A participação ativa dos alunos parece ser, na visão de estudiosos, uma das chaves para tornar o aprendizado da disciplina mais relevante. Mortimer, autor de um livro didático da área, exemplifica de que maneira isso pode ocorrer: uma é envolver os estudantes em atividades experimentais simples, nas quais eles possam expressar suas visões e colocá-las em diálogo com outros pontos de vista e com a visão da ciência.

Outra, relacionada a esta, é estabelecer diálogo com as concepções prévias dos alunos. Já existe, segundo o educador, uma vasta literatura sobre concepções informais ou alternativas de estudantes que, baseadas em estudos sobre ensino de química, “adivinham” as concepções que eles vão apresentar sobre determinado conceito, colocando-as em diálogo com a visão científica.

Uma terceira dimensão é a realização de atividades em grupo. “O estudante fica mais livre para expressar opiniões, o que desenvolve as habilidades de ouvir, negociar consenso, respeitar a opinião alheia, argumentar e procurar justificativas racionais para as opiniões”, analisa Mortimer, enfatizando que esse tipo de prática ainda produz impacto sobre a formação global do adolescente e não apenas na área da química.

Desafios múltiplos

Esse tipo de proposta esbarra em empecilhos de várias naturezas: a concepção que se tem da ciência química, a qual se vincula a uma metodologia pedagógica tradicional, a linguagem adotada pelos professores na sala de aula e pelos livros didáticos, além da formação e das condições de trabalho dos docentes.

O ensino tradicional pode ser definido como aquele preso unicamente aos conceitos, muitas vezes simplificados, e estaria relacionado a um processo histórico de repetição de uma metodologia didática teoricamente bem-sucedida: fazer com que os alunos aprendam procedimentos. O contraponto desse sucesso, porém, é a transformação da disciplina num manejo de pequenos rituais. Por exemplo: exercícios nos quais os alunos têm de distribuir elétrons por níveis, subníveis e orbitais ou atividades nas quais os estudantes classificam cadeias carbônicas, substâncias simples e compostas. “A repetição acrítica dessas fórmulas didáticas dá resultado, mas acaba por transformar a química escolar em algo cada vez mais distante de suas aplicações na sociedade”, diz Mortimer. Nessa perspectiva, o papel do estudante se resume a tentar achar um fio oculto capaz de desatar esse emaranhado de definições, classificações e fórmulas.

+ + + +

A FAZER →
[a] Mostre cada linha dos registros em que aparece a palavra "clump", levando em conta maiúsculas e minúsculas.
[b] Retome o texto sobre o ensino de química a partir do ponto em que ele termina.
Os registros não têm relação alguma com o texto.

[Registros do conjunto de anotação de pontos]
+ + + +

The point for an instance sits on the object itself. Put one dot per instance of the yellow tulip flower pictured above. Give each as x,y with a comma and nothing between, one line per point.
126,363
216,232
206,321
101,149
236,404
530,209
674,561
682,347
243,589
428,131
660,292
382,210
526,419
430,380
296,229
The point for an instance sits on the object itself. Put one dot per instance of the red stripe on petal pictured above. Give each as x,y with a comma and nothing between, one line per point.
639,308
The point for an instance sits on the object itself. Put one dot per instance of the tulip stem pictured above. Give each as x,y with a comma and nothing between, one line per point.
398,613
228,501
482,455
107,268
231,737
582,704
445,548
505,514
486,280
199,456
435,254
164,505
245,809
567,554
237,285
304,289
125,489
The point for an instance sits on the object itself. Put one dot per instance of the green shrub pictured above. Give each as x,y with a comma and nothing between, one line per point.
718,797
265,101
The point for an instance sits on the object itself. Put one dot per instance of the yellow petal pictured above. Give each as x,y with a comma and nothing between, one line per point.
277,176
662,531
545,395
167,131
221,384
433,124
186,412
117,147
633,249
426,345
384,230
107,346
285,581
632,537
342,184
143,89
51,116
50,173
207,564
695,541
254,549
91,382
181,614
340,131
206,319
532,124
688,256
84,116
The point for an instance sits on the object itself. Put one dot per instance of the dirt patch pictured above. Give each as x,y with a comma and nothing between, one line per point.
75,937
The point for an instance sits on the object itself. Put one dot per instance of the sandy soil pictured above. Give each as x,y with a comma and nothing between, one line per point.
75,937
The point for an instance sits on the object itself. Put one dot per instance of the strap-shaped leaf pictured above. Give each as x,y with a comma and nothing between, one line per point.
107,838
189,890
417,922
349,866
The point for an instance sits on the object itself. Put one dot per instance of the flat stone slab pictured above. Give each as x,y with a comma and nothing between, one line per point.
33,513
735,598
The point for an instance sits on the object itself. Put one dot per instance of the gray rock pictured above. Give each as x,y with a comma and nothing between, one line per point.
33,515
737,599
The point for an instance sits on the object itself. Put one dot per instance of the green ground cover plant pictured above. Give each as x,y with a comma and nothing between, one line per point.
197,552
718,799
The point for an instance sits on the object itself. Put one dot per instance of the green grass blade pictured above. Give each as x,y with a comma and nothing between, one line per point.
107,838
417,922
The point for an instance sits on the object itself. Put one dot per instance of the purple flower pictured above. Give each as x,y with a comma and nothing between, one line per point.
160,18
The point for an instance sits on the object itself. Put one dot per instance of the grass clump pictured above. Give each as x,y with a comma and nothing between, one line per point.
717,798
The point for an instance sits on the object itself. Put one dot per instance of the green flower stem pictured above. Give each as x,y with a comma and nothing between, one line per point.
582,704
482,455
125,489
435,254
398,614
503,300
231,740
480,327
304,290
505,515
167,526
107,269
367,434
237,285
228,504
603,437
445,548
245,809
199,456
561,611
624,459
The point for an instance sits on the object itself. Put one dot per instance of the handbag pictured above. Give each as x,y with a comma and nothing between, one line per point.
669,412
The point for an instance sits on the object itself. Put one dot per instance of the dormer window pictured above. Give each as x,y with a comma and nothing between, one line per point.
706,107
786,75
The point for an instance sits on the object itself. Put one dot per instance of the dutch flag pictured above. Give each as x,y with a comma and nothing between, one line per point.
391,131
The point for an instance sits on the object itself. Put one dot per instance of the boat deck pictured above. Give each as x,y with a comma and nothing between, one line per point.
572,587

+ + + +

RESPOSTAS →
[a]
The point for an instance sits on the object itself. Put one dot per instance of the grass clump pictured above. Give each as x,y with a comma and nothing between, one line per point.

[b]
A professora Maria Eunice Marcondes, do Grupo de Pesquisas em Educação (Gepec) da USP, considera que a dificuldade que crianças e jovens enfrentam para compreender o sentido da química se deve à linguagem. “Muitas vezes, a ênfase dada pelos professores, e por muitos materiais didáticos, ao ensino é colocada na linguagem: a nomenclatura e as classificações parecem fazer pouco sentido para o aprendiz, dando a falsa impressão de que a ciência não serve para nada”, analisa. Em sua opinião, a nomenclatura e as classificações podem ser apresentadas, mas em contextos amplos, contribuindo para a compreensão do todo. Outro exemplo: entender a chuva ácida envolve conhecer as substâncias que, ao interagirem com a água, a tornam ácida, as fontes dessas substâncias e o processo. “O processo pode ser representado por meio da linguagem específica, ou seja, as equações químicas que representam as transformações envolvidas. Mas também é preciso conhecer meios para evitar o problema e discutir possíveis soluções”, argumenta.

A formação do professor, somada às condições de trabalho e à infraestrutura das escolas, tornam o cenário mais complexo. A formação, especialmente a inicial, necessita de mais atenção, tanto no que diz respeito aos conteúdos científicos, quanto no campo pedagógico. “Há uma estrita relação entre saber e saber fazer, que não pode ser negligenciada na formação do futuro professor”, analisa Maria Eunice. Afinal, para o professor comandar uma aula de modo que o aluno investigue e participe da construção de sua aprendizagem, o docente precisa ter muita segurança nos conceitos, além de ser capaz de criar situações de aprendizagem a partir da participação e da elaboração do aluno. “Essa aula tem mais chance de sair do controle, ou seja, de aparecerem mais questionamentos, novas ideias”, provoca Rodrigo Liegel.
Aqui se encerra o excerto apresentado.